Rescale everything from the line containing "If it's not too much trouble, could you box the stadium" down to the end of the listing, both ends included: reproduce those lines in full, requests included, multiply every bounding box coordinate in the answers by 0.7, and round each result to a whole number, with halves rounded up. Return only those lines.

═════ Task data

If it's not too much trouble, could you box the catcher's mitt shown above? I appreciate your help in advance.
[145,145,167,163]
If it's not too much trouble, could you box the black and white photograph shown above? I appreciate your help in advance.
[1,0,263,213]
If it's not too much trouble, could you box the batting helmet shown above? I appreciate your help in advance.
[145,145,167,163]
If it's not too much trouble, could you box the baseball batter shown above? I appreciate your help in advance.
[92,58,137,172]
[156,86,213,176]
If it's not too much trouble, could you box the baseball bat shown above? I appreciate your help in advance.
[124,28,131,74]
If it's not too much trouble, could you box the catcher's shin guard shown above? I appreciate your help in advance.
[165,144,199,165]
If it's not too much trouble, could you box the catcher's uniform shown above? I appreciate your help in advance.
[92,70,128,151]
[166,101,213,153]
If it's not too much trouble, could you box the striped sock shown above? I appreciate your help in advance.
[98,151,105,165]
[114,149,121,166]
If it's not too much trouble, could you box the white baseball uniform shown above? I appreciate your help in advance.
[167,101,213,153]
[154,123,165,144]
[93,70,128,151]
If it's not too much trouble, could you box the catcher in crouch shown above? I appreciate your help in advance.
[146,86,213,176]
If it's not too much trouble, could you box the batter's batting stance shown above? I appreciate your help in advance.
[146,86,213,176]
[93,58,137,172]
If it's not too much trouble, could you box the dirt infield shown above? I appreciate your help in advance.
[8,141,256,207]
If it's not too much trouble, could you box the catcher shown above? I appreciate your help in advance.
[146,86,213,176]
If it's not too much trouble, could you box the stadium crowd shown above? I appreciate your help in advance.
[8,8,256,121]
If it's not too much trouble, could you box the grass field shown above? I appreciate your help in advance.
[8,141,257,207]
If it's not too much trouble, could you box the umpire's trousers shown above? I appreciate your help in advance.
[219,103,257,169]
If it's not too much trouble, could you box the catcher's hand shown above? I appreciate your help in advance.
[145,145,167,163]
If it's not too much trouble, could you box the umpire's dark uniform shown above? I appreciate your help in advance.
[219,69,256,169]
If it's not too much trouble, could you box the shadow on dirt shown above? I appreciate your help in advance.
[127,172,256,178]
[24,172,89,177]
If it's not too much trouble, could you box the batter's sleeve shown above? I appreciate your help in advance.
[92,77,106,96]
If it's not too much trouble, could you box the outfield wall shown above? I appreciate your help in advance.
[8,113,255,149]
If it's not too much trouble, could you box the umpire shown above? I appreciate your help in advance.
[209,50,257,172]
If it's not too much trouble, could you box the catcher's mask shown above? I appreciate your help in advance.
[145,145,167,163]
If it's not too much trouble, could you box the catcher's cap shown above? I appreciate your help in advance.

══════════

*Answer in full*
If it's not too much trouble, could you box the stadium crowd shown above? I appreciate your help in advance.
[6,6,179,85]
If it's not too much trouble, could you box the grass field shown above? I appreciate your help in advance.
[6,99,180,145]
If it's not too much trouble, could you box the umpire's trousers shown above? I appreciate your help in advance.
[153,72,180,118]
If it's not too much trouble, could you box the catcher's hand shown above? I appreciate your help in advance.
[102,102,117,114]
If it's not too much trouble, could you box the umpire's dark uniform shown above? I appreciate your help in advance.
[153,48,179,118]
If it's not too much trouble, could you box the shadow on dirt shown above? I appreciate your help in advance.
[89,120,179,125]
[17,120,62,124]
If it's not too much trouble, could you box the batter's sleeve shown above? I appreciate your help in advance.
[64,54,74,67]
If it's not too much trouble, could you box the outfield wall shown above? I appreciate your help in advance.
[6,79,179,104]
If it's not too much trouble, could you box the umpire shown above? I appreciate your help in advance.
[146,35,180,120]
If it's not too much trouble, could you box the catcher's mask shown above? I appreciate your help in advance.
[102,102,117,114]
If it's not too much trouble, could you box the catcher's cap shown above? I appreciate your help in advance.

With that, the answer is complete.